-- Start of INPUT ROWS --
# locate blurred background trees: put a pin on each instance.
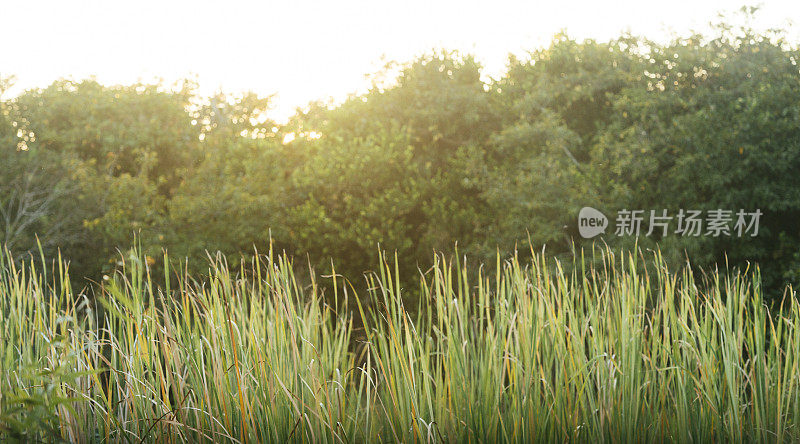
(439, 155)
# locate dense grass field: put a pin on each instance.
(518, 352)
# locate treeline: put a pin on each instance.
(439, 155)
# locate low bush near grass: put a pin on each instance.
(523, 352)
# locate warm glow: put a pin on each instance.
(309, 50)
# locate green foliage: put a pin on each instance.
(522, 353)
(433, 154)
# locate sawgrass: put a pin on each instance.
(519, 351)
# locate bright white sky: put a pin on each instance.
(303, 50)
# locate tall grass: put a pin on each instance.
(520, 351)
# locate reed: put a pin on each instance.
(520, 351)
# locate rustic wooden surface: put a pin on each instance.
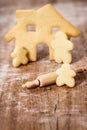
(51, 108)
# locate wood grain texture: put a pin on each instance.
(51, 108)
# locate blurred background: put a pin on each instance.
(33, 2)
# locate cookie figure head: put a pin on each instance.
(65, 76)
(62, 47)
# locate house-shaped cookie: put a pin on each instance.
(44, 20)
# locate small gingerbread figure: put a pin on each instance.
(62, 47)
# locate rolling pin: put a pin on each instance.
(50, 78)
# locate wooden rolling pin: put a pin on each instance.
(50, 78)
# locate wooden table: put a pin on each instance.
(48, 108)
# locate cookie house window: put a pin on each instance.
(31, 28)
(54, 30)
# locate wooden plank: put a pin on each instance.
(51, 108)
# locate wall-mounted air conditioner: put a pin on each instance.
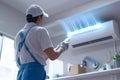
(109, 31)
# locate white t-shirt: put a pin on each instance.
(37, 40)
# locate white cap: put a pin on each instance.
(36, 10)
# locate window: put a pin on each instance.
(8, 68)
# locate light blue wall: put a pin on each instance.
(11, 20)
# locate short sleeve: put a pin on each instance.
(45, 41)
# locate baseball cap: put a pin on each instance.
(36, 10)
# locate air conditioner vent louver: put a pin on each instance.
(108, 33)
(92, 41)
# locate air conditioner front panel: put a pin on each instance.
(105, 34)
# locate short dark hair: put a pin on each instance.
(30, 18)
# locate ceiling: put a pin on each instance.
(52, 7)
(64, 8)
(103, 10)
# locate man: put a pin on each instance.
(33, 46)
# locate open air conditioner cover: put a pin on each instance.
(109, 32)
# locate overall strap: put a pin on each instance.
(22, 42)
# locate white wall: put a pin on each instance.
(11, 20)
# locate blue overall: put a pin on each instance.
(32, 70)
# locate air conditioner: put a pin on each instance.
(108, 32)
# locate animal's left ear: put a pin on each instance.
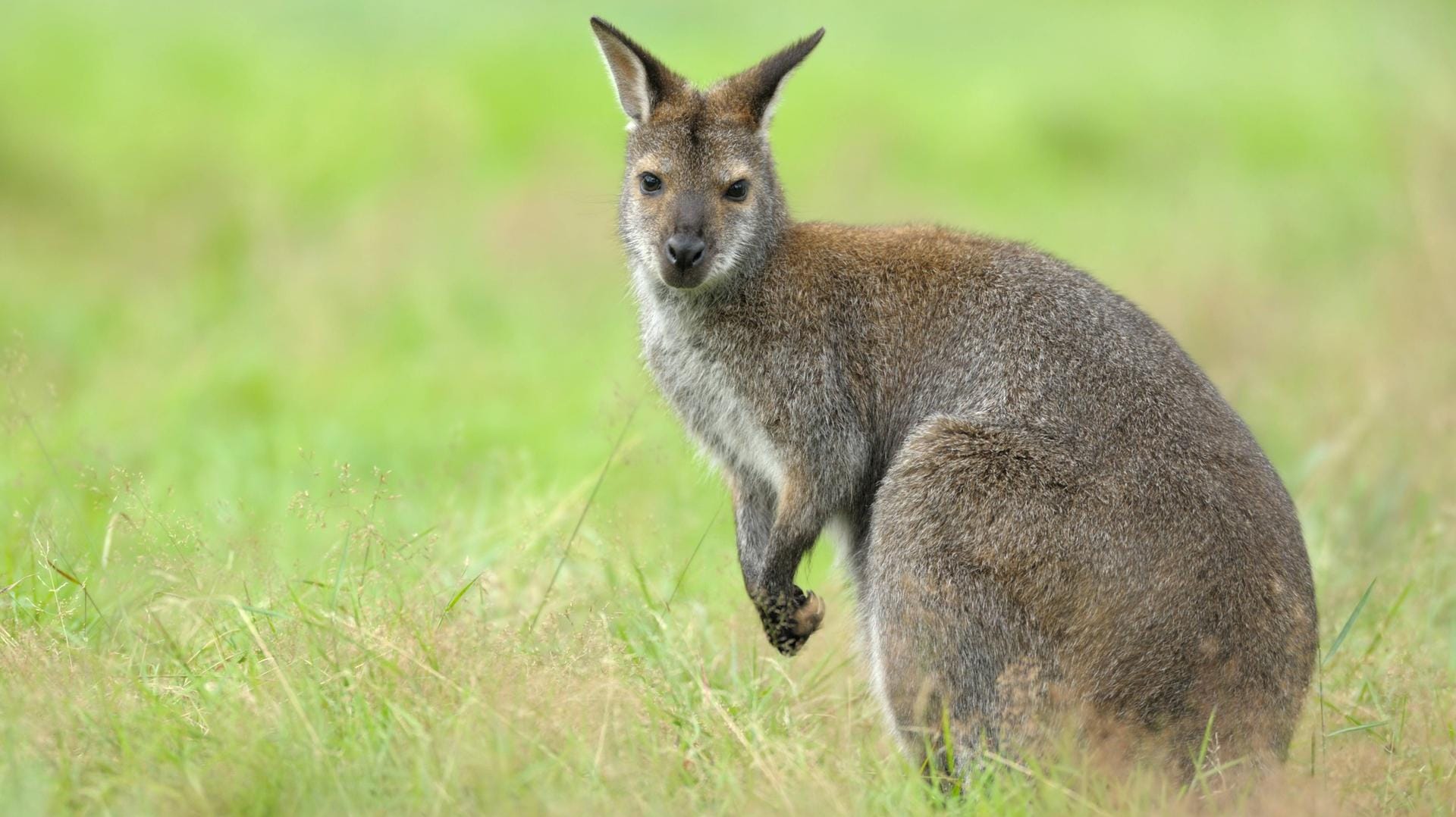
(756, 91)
-- End of INPUT ROWS --
-- Start of INPUT ROWS --
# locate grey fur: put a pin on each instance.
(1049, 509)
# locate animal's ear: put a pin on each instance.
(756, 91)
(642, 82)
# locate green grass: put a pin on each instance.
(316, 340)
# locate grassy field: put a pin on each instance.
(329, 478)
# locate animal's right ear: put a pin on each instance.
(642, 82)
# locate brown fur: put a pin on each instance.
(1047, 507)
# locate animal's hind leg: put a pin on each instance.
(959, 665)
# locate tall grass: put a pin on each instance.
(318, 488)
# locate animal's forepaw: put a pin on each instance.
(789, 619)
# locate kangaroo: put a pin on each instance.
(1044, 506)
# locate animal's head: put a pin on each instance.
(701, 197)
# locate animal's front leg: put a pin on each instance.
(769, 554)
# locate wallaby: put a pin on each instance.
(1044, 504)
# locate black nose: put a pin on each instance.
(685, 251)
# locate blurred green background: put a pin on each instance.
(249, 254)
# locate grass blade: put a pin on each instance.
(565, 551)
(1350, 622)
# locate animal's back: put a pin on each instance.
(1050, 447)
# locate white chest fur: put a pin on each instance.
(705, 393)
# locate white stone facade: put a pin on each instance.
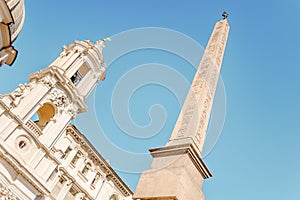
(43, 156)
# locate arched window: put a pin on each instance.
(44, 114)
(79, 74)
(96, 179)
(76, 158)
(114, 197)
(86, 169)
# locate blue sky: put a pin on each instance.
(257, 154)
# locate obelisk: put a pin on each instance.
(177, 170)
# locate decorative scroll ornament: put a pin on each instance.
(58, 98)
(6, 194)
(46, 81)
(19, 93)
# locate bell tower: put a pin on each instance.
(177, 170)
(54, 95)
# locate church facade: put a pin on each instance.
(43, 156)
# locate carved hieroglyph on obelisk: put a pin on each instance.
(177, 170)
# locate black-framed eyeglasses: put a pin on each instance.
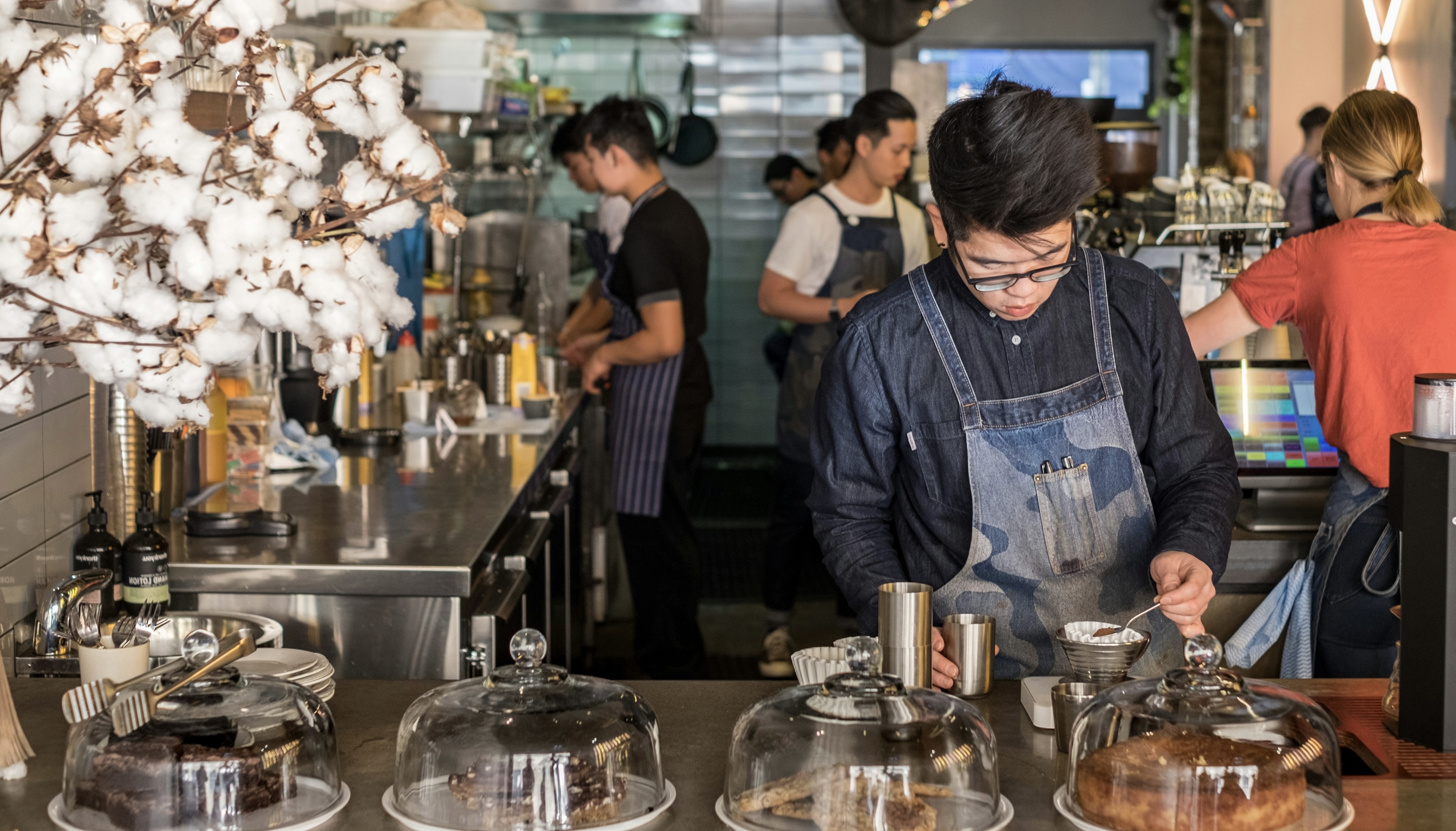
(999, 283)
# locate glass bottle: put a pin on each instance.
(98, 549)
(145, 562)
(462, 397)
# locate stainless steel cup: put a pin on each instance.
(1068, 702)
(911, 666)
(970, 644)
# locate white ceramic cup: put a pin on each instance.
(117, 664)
-- End of INPUT ROWS --
-- Start of INPUT ROWS --
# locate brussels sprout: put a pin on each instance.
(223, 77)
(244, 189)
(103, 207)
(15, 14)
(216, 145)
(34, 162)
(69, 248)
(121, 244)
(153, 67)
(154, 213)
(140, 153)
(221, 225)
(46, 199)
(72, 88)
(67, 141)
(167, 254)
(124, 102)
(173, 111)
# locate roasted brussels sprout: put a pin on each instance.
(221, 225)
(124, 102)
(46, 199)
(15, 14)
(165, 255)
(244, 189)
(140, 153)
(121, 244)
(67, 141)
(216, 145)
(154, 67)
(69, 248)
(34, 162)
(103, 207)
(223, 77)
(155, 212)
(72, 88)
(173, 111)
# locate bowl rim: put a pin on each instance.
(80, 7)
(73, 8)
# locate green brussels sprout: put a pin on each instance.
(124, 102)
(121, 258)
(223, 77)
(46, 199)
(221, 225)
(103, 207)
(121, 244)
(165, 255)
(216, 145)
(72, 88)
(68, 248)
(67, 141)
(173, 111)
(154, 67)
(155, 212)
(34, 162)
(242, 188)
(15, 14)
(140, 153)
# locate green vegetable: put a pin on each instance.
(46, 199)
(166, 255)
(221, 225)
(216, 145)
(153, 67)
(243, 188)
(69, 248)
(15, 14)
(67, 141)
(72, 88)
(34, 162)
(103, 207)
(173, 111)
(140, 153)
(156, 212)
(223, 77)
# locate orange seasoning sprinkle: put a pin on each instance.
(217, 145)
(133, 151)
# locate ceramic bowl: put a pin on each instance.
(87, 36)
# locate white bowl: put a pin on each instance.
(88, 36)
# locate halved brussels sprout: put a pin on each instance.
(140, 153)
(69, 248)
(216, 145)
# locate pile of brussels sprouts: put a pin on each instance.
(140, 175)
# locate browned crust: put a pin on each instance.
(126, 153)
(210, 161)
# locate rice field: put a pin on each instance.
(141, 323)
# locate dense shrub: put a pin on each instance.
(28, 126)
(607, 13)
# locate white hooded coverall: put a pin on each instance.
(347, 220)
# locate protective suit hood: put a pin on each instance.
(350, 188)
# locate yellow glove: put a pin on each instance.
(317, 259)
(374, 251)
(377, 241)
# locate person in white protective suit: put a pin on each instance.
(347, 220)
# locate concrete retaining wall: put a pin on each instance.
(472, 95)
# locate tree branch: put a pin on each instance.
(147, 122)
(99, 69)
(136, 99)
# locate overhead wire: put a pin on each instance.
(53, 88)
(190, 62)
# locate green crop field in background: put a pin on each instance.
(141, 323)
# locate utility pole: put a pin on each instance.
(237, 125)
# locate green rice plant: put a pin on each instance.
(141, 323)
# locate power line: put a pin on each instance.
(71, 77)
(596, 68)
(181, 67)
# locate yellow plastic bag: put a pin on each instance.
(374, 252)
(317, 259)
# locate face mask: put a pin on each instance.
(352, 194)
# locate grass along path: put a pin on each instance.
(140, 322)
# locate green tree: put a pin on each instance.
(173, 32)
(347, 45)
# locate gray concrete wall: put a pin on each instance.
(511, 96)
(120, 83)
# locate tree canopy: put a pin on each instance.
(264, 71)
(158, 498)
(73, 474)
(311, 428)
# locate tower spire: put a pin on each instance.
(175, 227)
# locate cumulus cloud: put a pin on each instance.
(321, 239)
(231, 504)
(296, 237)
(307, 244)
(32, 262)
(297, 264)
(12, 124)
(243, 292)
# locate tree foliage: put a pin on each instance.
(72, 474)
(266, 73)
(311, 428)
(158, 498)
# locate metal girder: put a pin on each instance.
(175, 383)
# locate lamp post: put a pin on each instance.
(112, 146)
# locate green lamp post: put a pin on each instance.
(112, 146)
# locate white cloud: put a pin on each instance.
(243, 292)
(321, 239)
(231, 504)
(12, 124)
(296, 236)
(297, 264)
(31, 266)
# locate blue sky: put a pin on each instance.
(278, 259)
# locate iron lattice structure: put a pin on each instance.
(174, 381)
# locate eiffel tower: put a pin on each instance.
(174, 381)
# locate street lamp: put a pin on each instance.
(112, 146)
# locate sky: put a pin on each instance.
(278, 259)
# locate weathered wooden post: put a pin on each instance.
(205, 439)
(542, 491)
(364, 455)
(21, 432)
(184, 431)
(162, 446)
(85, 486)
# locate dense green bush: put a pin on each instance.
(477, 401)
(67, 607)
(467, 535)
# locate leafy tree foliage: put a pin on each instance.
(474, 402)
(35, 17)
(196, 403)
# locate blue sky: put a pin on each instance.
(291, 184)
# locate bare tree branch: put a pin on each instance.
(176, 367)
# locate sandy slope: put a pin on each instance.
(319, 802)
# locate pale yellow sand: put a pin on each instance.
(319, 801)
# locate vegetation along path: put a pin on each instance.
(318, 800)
-- End of INPUT ROWS --
EXERCISE DETAILS.
Copy the rows again, starting at the line that contains "# locate animal's hind" and stopping after the line that contains "(1044, 504)", and swap "put a pin" for "place a marker" everywhere in them. Leave everything else unchanged.

SOLUTION TO THE EXERCISE.
# locate animal's hind leg: place a marker on each instance.
(959, 665)
# locate tall grass: place a marker on each instance.
(318, 488)
# locate animal's forepaw: place a marker on each instance.
(789, 619)
# locate kangaroo: place a marker on each instance.
(1044, 506)
# locate animal's head: place a marker on each instance.
(701, 197)
# locate animal's front leg: place a marker on each instance.
(769, 554)
# locate wallaby: place a marker on each instance.
(1044, 504)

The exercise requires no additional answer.